### What you should do:
Give the data a second time, exactly and in full.

### Referring expression data:
┄┄┄┄┄┄┄┄┄┄
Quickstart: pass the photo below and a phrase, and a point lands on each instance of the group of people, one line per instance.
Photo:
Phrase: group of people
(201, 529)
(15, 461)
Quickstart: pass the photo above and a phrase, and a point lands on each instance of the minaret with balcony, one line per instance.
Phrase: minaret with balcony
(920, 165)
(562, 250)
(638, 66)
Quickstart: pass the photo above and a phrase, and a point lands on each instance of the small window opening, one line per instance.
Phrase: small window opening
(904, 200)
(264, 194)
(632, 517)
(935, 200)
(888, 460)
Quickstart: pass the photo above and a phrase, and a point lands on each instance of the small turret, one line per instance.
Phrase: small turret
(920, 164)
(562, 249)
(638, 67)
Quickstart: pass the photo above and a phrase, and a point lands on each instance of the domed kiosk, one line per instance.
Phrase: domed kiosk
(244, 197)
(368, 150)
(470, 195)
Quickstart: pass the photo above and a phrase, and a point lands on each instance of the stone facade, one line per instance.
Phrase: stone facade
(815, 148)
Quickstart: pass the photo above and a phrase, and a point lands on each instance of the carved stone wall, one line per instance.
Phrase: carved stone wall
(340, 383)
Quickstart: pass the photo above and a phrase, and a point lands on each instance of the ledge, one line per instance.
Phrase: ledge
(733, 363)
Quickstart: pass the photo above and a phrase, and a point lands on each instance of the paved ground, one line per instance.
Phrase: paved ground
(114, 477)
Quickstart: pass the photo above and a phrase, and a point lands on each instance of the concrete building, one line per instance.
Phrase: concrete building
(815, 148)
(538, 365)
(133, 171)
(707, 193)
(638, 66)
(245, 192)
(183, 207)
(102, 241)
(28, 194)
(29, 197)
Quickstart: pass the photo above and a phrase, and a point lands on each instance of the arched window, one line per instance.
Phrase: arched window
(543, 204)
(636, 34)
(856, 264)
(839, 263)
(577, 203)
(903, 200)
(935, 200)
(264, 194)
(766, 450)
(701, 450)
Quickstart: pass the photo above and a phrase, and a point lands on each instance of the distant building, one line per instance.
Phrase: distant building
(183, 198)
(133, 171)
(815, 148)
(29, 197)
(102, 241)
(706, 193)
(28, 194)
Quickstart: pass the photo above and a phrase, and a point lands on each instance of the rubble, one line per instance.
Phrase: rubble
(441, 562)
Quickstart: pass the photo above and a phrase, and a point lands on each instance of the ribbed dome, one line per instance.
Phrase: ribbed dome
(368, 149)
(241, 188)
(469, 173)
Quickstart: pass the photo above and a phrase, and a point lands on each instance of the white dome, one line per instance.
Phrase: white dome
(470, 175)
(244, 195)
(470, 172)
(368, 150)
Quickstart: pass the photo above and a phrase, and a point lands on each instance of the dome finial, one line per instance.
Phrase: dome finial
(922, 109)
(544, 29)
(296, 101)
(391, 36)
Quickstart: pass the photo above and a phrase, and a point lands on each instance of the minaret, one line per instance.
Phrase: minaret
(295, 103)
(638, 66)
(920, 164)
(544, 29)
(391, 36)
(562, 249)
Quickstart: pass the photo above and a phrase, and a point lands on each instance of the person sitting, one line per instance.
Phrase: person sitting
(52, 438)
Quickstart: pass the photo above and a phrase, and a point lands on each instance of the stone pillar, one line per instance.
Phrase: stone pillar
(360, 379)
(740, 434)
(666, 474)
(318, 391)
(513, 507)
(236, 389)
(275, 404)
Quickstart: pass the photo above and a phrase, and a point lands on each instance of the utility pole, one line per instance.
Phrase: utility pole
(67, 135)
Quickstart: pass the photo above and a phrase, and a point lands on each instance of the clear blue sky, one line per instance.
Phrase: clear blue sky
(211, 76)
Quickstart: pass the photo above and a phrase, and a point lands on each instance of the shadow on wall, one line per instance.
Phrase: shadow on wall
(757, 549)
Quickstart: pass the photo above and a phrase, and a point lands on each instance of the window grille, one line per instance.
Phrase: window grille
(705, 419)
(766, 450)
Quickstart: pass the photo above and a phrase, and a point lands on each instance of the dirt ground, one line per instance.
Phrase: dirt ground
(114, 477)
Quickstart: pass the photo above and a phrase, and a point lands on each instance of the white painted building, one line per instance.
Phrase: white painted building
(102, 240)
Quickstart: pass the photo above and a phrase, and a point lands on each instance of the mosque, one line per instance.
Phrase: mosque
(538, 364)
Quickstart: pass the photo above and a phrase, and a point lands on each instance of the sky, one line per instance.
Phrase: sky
┄┄┄┄┄┄┄┄┄┄
### Solution:
Quickstart: pass the photo below and a phrase, and a point lands on each instance of the group of people, one line per instance.
Photo:
Phrase: group of people
(201, 529)
(15, 461)
Quickstart: pass the photo above and a phrase, and a point lands on each instance of the minaret with balcony, one line per instance.
Phrase: minaret with balcony
(920, 165)
(562, 250)
(638, 66)
Quickstart: pass the photo above and a phrase, and a point lands on each instance of the small window opening, one line per instance.
Phrase: small window opening
(904, 200)
(264, 194)
(632, 517)
(935, 200)
(888, 460)
Quickstart: pass the photo above and a phrase, and a point lands on each instance of the small turret, one line per instance.
Phrase: small turret
(920, 164)
(562, 249)
(638, 67)
Quickstart: pass the photo above and a phrase, and a point lands on each instance of the domed kiosk, one line per instance.
Phrase: domed kiosk
(244, 197)
(368, 150)
(470, 195)
Quickstart: pass the photo above and a phrase, and a point lands on each instance of the stone facade, one line per instance.
Phrase: stone facade
(815, 148)
Quickstart: pass the photo above and a phrase, and a point lands on each instance of the carved stone wall, one line per instance.
Phrase: carved stone wall
(340, 383)
Quickstart: pass the photo above and a phrase, and a point lands on each instance of the ledge, one line per instance.
Phrase: ledge
(733, 363)
Quickstart: pass the photo above and a phrase, and a point lands on each instance of the paved ground, one line per instance.
Phrase: paved ground
(114, 477)
Quickstart: pass the photo above and a phrase, and a point lands on each instance of the concrete building, one line per instance.
Phrase: concrete building
(815, 148)
(538, 365)
(133, 171)
(707, 193)
(638, 66)
(245, 192)
(183, 207)
(102, 241)
(28, 194)
(29, 197)
Quickstart: pass the photo above and a phrase, and a point lands on each instance of the arched window, one line per instance.
Phrase: arched window
(543, 204)
(636, 34)
(856, 264)
(839, 263)
(577, 203)
(903, 200)
(935, 200)
(264, 194)
(766, 450)
(701, 450)
Quickstart: pass the photo above and a phrase, and a point lands on each instance of the distant building, one line per instance.
Phrase: distant building
(183, 198)
(133, 171)
(815, 148)
(29, 197)
(102, 241)
(706, 193)
(28, 194)
Quickstart: pass the photo above and a phrase, and a point lands on each instance of the rubble, one line per instance.
Phrase: rubble
(441, 562)
Quickstart: pass the photo above and a phrase, and a point lands on each instance of the ribbed dome, one line per instance.
Phrase: ribbed dome
(368, 149)
(241, 188)
(469, 173)
Quickstart: pass the photo above and a phrase, and a point lands on each instance of the white dome, one line per instance.
Phrase: white dome
(470, 175)
(244, 195)
(470, 172)
(368, 150)
Quickstart: pass the photo above and a phrase, and a point lands on each instance of the dome finial, one line per instance.
Phrase: dome finial
(922, 109)
(544, 29)
(296, 101)
(391, 36)
Quickstart: pass the photo above and a phrase, and a point lands on each instance of the minaret, one line per instance.
Phrase: minaret
(295, 103)
(638, 66)
(920, 164)
(544, 29)
(391, 36)
(562, 249)
Quickstart: pass the photo above and a phrase, and a point lands on each instance of the person sitting, one line per instance.
Phrase: person sitting
(52, 438)
Quickstart: pass the photo above and a phrase, and a point lands on each instance of the stone pillar, one line per instance.
Phrase: stone pillar
(360, 379)
(740, 434)
(666, 474)
(318, 391)
(513, 507)
(236, 389)
(275, 404)
Quickstart: pass the photo above and a phrase, and a point lands on each instance of the utility pole, one line per instance.
Phrase: utility pole
(67, 135)
Quickstart: pass the photo above and a phrase, and a point lands on each instance of the clear blue sky, one line per instance.
Phrase: clear blue sky
(211, 76)
Quickstart: pass the photo above and a phrase, and a point lands on each instance of the shadow on wall, one line per instance.
Phrase: shadow on wall
(757, 549)
Quickstart: pass the photo above and a phrase, and a point lands on each instance of the window grille, one line per instance.
Phrase: window grille
(705, 419)
(766, 450)
Quickstart: pass the photo above and a phrase, and a point lands on each instance of the dirt ground, one line per instance.
Phrase: dirt ground
(114, 477)
Quickstart: pass the photo above and a phrase, and a point lands on each instance of the white painted building, one line per instance.
Phrase: white painted building
(102, 240)
Quickstart: pass the photo above and a phrase, and a point lands on each instance of the mosque, one line per instance.
Phrase: mosque
(538, 364)
Quickstart: pass the photo above and a phrase, and a point lands on each instance of the sky, one line per instance.
Phrase: sky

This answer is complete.